Print the entries exactly as given.

DATA PROVIDED Start Marker

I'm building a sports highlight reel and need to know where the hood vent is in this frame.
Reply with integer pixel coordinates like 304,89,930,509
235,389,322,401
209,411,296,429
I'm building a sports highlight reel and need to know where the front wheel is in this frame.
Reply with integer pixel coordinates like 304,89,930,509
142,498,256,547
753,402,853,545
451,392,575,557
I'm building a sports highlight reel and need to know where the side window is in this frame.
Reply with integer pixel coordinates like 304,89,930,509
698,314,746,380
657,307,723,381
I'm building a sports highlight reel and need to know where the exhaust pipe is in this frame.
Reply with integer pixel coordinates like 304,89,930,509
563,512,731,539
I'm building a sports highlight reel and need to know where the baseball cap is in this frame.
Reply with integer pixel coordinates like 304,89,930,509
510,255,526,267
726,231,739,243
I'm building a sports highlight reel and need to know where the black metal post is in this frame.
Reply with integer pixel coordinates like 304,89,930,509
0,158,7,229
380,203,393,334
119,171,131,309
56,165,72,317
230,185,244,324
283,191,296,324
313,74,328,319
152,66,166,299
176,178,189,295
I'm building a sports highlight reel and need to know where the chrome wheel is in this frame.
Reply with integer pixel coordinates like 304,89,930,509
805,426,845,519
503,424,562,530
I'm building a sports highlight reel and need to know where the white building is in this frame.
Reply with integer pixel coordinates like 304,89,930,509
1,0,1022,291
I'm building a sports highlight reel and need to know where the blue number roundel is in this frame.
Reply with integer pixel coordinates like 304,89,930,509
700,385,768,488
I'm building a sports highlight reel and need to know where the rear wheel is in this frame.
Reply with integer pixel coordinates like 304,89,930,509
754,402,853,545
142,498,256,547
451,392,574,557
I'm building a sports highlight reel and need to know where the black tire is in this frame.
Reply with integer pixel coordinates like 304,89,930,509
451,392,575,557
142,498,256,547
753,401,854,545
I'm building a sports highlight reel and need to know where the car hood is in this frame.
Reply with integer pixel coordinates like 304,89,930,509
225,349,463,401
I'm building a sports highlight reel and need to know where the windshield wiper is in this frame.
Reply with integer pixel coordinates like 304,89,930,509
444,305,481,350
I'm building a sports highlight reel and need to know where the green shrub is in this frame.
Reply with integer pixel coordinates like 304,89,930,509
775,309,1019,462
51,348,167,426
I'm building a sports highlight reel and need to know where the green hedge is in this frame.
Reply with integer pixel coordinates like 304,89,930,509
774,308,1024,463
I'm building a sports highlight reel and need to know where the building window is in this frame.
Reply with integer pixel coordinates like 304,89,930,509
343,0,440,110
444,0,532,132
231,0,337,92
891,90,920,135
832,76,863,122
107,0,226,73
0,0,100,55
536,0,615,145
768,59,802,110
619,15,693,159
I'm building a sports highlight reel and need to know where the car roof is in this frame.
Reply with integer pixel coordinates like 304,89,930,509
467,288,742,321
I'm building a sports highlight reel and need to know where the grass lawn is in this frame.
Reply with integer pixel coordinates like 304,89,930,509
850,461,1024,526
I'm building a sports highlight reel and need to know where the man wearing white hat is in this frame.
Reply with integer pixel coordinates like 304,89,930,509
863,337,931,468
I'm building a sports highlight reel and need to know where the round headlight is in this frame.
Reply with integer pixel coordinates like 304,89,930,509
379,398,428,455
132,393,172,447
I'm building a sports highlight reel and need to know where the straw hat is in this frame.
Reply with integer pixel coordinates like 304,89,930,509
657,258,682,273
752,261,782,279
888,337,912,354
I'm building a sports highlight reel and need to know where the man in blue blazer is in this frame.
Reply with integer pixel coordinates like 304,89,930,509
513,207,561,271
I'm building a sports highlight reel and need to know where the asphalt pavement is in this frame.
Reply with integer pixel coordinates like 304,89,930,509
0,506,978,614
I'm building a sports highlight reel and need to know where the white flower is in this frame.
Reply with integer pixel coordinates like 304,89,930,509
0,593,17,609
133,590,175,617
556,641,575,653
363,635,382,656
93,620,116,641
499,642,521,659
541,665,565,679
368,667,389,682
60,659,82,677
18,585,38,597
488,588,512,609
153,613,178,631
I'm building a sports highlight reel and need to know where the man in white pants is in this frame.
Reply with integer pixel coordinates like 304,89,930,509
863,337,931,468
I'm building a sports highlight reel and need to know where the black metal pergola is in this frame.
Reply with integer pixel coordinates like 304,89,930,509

DATA PROVIDED End Marker

> _RESULT BELOW_
I'm building a sports highlight reel and need to know where the hood vent is in this frame.
Reply with integer pixel coordinates like 304,89,930,509
235,389,322,401
209,411,296,429
I'm building a sports highlight reel and need to know where the front wheel is in this frame.
Reply with integer pixel coordinates like 304,89,930,509
142,498,256,547
753,402,853,545
451,392,575,557
I'm building a sports highlight reel and need to know where the side window is in this frame.
Reply with integer pixel coordinates like 304,89,930,509
698,314,746,380
657,307,723,381
I'm building a sports highlight reel and need to know where the exhaust pipe is in this frame.
Reply with integer pixel coordinates like 304,89,930,509
563,512,731,539
I'm building a sports highlight reel and need to know where the baseball cap is in this frame.
Reply with integer pixel coordinates like 304,89,930,509
510,255,526,267
726,231,739,243
I'm building a sports highlight reel and need to know where the black metal post is in this frame.
Reply with integer pixel coordinates like 304,89,930,509
0,158,7,229
380,203,393,334
119,171,131,309
56,165,72,317
230,185,244,324
283,191,296,324
313,74,328,319
152,66,166,299
176,178,189,295
I'm building a sports highlight reel and need to know where the chrome wheel is in this frame.
Reply with integer pixel coordinates like 304,89,930,509
805,426,845,519
503,424,562,530
I'm building a sports highlight reel and need to know where the white building is in this frame.
Reply with integer pixel coordinates like 304,89,930,509
1,0,1022,291
I'm building a sports highlight reel and need to know where the blue number roundel is in this frame.
Reply with integer pixel coordinates like 304,89,930,509
700,385,768,488
I'm building a sports highlight reel and need to know where the rear wheel is in this frame.
Reply with integer pixel coordinates like 304,89,930,509
754,402,853,545
142,498,256,547
451,392,574,557
I'm building a sports highlight reel and need to know where the black tire is in this frame.
Reply with integer pixel coordinates like 304,89,930,509
451,392,575,557
142,498,256,547
753,401,854,545
I'm building a sports highlight reel and need to know where the car hood is in this frame.
Reply with integer pixel coordinates like 304,89,930,509
225,349,463,401
I'm building a sports highlight reel and need to know where the windshield wiper is in this frame.
Reply with integer pixel coordinates like 304,89,930,509
444,305,481,350
I'm building a sports highlight reel and need to know where the green shrub is in this frame.
Reply with integer pixel coordinates like 304,89,930,509
775,309,1019,462
51,348,167,426
I'm building a sports highlight reel and need to know where the green hedge is in this frame.
Reply with integer pixel coordinates like 304,89,930,509
774,308,1024,463
I'm building a sports highlight reel and need to know where the building window is in this frame.
Reply with integer pixel coordinates like 304,89,930,509
343,0,440,110
444,0,532,132
231,0,337,92
891,90,920,135
832,76,863,122
107,0,226,73
0,0,100,55
536,0,615,145
768,59,802,110
619,15,693,159
I'm building a sports highlight reel and need to know where the car roof is in this frame.
Reply with integer pixel coordinates like 304,89,930,509
467,288,742,321
I'm building a sports highlight reel and need to know where the grass lawn is in this frame.
Reply with integer pixel coordinates like 304,89,930,509
850,461,1024,526
I'm building a sports highlight reel and need to know where the man wearing white hat is in this frame.
Reply with integer pixel coordinates like 304,89,930,509
863,337,931,468
I'm building a sports highlight reel and need to know where the round headlight is in this frame.
Reply with integer pixel coordinates like 304,89,930,509
379,398,428,455
132,393,172,447
I'm building a sports highlight reel and need to know where the straw hat is in this frame.
Reply with integer pixel coordinates like 304,89,930,509
657,258,682,273
752,261,782,279
888,337,912,354
I'm building a sports highlight reel and need to know where the man in blue blazer is in this frame.
Reply with integer pixel coordinates like 304,89,930,509
513,207,561,271
I'm building a sports highlight reel and need to know where the asphalt pavement is in this frame.
Reply with integer pixel coordinates like 304,89,930,509
0,506,978,614
I'm building a sports highlight reel and need to know where the white flower is in this frame.
Reply with integer pixel coordinates like 304,89,930,509
0,593,17,609
133,590,175,617
556,641,575,653
363,635,382,656
93,620,116,641
499,642,521,659
541,665,565,679
368,667,389,682
60,659,82,677
18,585,38,597
488,588,512,609
153,613,178,631
I'm building a sports highlight reel and need to know where the man in white pants is in this frame.
Reply with integer pixel coordinates like 304,89,930,509
863,337,931,468
I'm building a sports highlight reel and need to know where the black metal pergola is in this frame.
Reply with integer pixel coordinates like 304,89,930,509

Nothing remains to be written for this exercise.